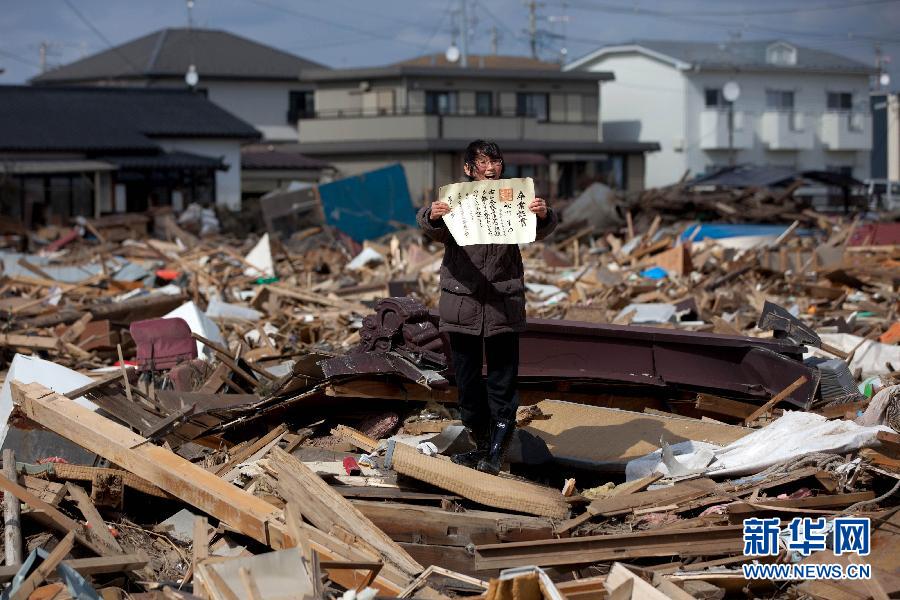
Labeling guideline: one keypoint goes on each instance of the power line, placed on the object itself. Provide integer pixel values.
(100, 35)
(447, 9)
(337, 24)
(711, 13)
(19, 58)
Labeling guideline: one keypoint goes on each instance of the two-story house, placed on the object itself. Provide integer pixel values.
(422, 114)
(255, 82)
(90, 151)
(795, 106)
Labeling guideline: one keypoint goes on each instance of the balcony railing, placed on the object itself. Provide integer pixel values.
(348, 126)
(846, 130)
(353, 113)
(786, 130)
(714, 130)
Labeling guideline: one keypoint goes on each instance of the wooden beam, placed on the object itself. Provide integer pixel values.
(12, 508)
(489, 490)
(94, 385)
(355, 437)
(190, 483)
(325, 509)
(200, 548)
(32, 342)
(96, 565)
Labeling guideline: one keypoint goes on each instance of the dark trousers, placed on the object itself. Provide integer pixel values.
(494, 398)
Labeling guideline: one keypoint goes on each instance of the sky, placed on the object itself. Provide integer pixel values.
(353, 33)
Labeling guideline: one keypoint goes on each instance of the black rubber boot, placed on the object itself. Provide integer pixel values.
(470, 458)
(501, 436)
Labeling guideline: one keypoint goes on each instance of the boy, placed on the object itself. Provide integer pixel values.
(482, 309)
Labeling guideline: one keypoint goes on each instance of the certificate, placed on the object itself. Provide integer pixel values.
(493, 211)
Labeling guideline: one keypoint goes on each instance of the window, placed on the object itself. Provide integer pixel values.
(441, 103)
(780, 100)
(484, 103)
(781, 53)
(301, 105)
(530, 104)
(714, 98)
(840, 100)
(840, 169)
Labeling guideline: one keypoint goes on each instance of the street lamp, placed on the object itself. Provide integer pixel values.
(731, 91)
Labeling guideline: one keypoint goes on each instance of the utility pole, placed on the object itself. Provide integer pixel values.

----------------------------------------

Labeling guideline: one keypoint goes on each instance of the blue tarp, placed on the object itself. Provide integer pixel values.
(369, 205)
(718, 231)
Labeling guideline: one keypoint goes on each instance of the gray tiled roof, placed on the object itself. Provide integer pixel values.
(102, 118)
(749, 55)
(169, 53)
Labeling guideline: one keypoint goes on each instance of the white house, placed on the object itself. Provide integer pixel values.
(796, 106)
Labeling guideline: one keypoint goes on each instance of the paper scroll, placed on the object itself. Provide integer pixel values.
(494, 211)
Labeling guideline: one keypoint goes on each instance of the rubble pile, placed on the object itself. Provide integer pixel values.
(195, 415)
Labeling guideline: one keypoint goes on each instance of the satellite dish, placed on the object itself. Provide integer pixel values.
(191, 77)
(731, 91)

----------------------------------------

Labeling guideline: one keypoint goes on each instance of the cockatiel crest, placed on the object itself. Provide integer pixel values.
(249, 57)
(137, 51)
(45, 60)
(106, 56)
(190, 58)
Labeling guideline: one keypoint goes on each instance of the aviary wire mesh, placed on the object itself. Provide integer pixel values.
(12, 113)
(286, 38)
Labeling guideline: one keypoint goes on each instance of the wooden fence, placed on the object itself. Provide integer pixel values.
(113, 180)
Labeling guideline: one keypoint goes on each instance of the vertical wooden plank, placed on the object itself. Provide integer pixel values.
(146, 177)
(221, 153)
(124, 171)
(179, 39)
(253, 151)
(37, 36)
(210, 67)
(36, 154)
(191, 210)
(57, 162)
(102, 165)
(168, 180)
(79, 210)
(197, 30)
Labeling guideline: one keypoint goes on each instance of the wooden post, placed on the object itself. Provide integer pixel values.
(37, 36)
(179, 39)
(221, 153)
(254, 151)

----------------------------------------

YOUR GOAL: Render the lines above as a numbered list, starting at the line that contains "the certificate, placed" and ending at the line that contains "of the utility", with both of those lines included and blank lines omitted.

REPLY:
1. Labeling guideline: one keypoint goes on each instance of the certificate, placed on the object itself. Provide integer pixel values.
2. (493, 211)
3. Labeling guideline: one keypoint goes on each instance of the window, placed on the object itself. Provide integer pixel values.
4. (441, 103)
5. (780, 100)
6. (484, 103)
7. (781, 53)
8. (301, 105)
9. (530, 104)
10. (714, 98)
11. (840, 100)
12. (840, 169)
13. Labeling guideline: one keypoint goes on each instance of the street lamp, placed on the object itself. Provide integer pixel values.
14. (731, 91)
15. Labeling guideline: one keypoint goes on each instance of the utility pole, placed on the object itself. Provide integer pixel values.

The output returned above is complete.